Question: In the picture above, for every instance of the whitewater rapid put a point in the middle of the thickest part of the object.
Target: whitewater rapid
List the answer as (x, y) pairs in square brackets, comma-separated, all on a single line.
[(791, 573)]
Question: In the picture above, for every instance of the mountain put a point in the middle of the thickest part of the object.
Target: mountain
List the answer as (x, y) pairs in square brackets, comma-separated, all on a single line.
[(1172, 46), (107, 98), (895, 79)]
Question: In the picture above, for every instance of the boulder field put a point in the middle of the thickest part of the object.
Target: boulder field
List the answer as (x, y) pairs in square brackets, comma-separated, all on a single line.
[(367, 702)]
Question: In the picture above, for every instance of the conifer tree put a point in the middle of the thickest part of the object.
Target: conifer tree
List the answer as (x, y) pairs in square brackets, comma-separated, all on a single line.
□ □ □ □
# Task to carry out:
Reproduce each line of the material that mentions "tree".

# Result for this exercise:
Question: In the picture above, for every instance of the conifer tree put a point in the middle of the thickest part of the object.
Target: conifer tree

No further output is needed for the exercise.